--- YOUR TASK ---
From the listing that follows, extract every line and set it down unaltered.

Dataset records

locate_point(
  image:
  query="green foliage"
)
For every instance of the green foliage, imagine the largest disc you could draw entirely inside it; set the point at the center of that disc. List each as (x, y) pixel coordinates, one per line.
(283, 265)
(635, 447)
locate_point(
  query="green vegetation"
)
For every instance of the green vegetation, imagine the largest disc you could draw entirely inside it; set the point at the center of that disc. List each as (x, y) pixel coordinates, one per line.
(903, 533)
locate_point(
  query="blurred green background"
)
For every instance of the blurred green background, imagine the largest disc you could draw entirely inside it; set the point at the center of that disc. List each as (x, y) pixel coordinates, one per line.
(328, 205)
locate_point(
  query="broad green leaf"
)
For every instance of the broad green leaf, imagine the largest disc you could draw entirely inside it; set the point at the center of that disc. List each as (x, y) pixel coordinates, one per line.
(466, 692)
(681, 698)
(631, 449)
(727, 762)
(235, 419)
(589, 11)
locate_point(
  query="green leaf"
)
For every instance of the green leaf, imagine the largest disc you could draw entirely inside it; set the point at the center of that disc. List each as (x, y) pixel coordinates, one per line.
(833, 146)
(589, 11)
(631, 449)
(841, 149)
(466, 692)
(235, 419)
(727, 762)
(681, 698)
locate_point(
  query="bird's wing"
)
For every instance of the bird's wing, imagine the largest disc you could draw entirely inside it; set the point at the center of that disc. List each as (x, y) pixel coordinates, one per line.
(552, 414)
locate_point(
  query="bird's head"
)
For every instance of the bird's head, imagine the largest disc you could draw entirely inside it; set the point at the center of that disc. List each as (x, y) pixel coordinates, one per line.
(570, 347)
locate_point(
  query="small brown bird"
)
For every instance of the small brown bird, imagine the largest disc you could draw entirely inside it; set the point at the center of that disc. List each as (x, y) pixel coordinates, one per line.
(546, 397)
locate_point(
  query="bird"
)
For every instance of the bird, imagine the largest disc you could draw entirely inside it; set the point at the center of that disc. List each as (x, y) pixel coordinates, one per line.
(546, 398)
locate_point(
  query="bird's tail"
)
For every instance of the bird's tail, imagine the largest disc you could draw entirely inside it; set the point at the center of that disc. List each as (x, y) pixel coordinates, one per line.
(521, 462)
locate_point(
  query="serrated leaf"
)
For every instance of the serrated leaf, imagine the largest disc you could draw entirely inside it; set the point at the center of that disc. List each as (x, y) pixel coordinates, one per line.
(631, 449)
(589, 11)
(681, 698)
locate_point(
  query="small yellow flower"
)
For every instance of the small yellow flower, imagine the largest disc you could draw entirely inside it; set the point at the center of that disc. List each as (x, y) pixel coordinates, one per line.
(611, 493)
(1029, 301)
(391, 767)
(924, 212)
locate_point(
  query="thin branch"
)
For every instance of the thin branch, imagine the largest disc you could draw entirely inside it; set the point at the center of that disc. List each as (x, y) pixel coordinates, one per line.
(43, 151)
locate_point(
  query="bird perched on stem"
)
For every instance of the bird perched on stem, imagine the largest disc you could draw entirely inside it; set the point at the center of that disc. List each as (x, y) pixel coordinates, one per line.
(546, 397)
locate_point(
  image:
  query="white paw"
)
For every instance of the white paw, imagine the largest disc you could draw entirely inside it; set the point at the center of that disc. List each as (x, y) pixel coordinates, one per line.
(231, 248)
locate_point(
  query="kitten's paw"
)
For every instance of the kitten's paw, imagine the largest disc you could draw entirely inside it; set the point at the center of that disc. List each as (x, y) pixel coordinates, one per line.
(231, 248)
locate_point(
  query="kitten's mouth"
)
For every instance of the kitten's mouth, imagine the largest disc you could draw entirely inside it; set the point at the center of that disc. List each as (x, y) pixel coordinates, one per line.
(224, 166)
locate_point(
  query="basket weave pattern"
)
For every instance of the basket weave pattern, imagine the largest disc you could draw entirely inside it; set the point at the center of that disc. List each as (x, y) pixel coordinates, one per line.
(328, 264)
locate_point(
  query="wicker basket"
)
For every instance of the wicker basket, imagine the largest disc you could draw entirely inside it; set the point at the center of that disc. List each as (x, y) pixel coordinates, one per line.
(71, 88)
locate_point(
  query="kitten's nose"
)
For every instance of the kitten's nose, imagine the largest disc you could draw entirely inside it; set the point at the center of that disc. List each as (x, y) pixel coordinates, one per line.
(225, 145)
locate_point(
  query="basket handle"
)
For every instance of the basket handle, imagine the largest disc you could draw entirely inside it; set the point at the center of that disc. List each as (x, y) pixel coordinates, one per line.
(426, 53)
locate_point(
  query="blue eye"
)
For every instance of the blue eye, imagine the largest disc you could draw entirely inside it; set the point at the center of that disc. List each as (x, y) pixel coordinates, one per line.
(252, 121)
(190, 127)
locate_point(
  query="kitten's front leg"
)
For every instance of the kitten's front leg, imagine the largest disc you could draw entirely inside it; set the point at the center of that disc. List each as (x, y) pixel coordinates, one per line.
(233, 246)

--- RESULT ---
locate_point(
  image:
  query="green foliage"
)
For every instance of the green foliage, imagine the largest disc you could draw entirely inside it; set the point at the center of that disc. List each as (x, y) pixel coordinates, one per line.
(283, 265)
(635, 447)
locate_point(
  query="green vegetation"
)
For every instance of the green vegetation, imagine the largest disc you could draw entirely inside it; set the point at the center of that disc. List each as (x, y) pixel coordinates, one per line.
(903, 533)
locate_point(
  query="blurred green background"
)
For every instance of the blurred green background, imagine the largest disc you could draw entirely inside it; set the point at the center of that disc. List each as (x, y) pixel coordinates, one per line.
(328, 205)
locate_point(
  query="broad green leaf"
)
For every instance of the broad green leaf, imagine the largest disc you could draw entirely inside it; set the point at the center of that disc. List each as (x, y) pixel coordinates, one per line.
(466, 692)
(681, 698)
(631, 449)
(727, 762)
(235, 419)
(589, 11)
locate_point(
  query="green leaf"
)
For every instance of the green leaf, imagine the largest disc you could draw entirely inside it; set the point at the center of that disc. List each as (x, y) pixel coordinates, one per line.
(833, 146)
(589, 11)
(631, 449)
(841, 149)
(466, 692)
(235, 419)
(727, 762)
(681, 698)
locate_point(
  query="bird's wing"
)
For every instance of the bird's wing, imagine the largest disc you could draw entirely inside it; set the point at the center of that disc. List each as (x, y) pixel coordinates, one per line.
(552, 414)
locate_point(
  query="bird's head"
)
For every instance of the bird's head, imagine the largest disc you could draw entirely inside it; set the point at the center of that disc. List each as (x, y) pixel coordinates, one per line.
(570, 347)
locate_point(
  query="small brown bird"
)
For every instance of the small brown bird, imagine the largest disc you could draw entirely inside it; set the point at the center of that disc. List each as (x, y) pixel coordinates, one per line.
(546, 397)
locate_point(
  query="bird"
)
For every instance of the bird, imagine the largest disc you could draw entirely inside it; set the point at the center of that disc. List each as (x, y) pixel coordinates, one per line.
(546, 398)
locate_point(
  query="bird's tail"
)
For every instance of the bird's tail, imagine the largest disc you could draw entirely inside it; set the point at the center of that disc. List each as (x, y) pixel coordinates, one per line.
(521, 462)
locate_point(
  query="serrated leaf"
)
For every instance of the serrated leaf, imagine the largest disc you could draw entirely inside it; set the point at the center of that disc. List each as (x, y) pixel coordinates, one per line.
(631, 449)
(589, 11)
(681, 698)
locate_point(
  query="small yellow flower"
)
For every instance of the small yellow flower, imagine the largest disc you could draw entirely inside it; set the point at the center of that disc. List each as (x, y) pixel coordinates, one per line.
(611, 493)
(1029, 301)
(391, 767)
(924, 212)
locate_point(
  query="thin branch"
)
For every instance of the thin branch, imagine the largest disc you could draw entirely inside it; set the point at the center of that disc. List each as (x, y) pixel coordinates, one per line.
(43, 151)
locate_point(
  query="bird perched on stem"
)
For every instance of the bird perched on stem, imagine the largest disc you could draw entirely inside it; set the point at the center of that disc. List each as (x, y) pixel coordinates, one per line.
(546, 397)
locate_point(
  image:
  query="white paw"
)
For every instance of the white paw, imagine the largest disc you could draw entirely inside it; set the point at the center of that disc. List each as (x, y) pixel coordinates, one per line.
(231, 248)
locate_point(
  query="kitten's paw"
)
For every instance of the kitten's paw, imagine the largest disc you could draw entirely inside it; set the point at the center of that disc. List each as (x, y) pixel coordinates, one per line.
(231, 248)
locate_point(
  query="kitten's mouth"
)
For every instance of the kitten's mouth, imagine the largest disc you could draw entirely inside it; set the point at the center of that disc. List each as (x, y) pixel coordinates, one per line.
(224, 166)
locate_point(
  query="basket weave pattern"
)
For every instance of the basket weave pattern, imagine the largest disc you could draw entirely inside it; set the point at the center of that disc. List each as (x, y) pixel coordinates, one per line.
(328, 264)
locate_point(
  query="wicker basket"
)
For every instance of the wicker basket, imagine the largest disc you could draw entirely inside it; set the point at the center of that disc. List each as (x, y) pixel coordinates, one per line.
(71, 88)
locate_point(
  query="kitten's nose"
)
For every instance of the kitten's nose, imagine the largest disc you could draw entirely inside it; set the point at the center of that disc. List each as (x, y) pixel coordinates, one per line.
(225, 145)
locate_point(
  query="basket handle"
)
For every instance of the basket handle, imagine the largest disc you could draw entirely inside it; set the point at the center of that disc. List each as (x, y) pixel coordinates, one per line.
(426, 53)
locate_point(
  query="blue eye"
)
For every instance of the blue eye, imagine the largest disc you could draw entirely inside it; set the point at the center of that disc. List each as (x, y) pixel coordinates, one per line.
(252, 121)
(190, 127)
locate_point(
  query="kitten's front leg"
)
For every instance of the kitten's front leg, imagine the largest disc you could draw entirely inside it; set the point at the center of that disc. List each as (x, y) pixel coordinates, one per line.
(233, 246)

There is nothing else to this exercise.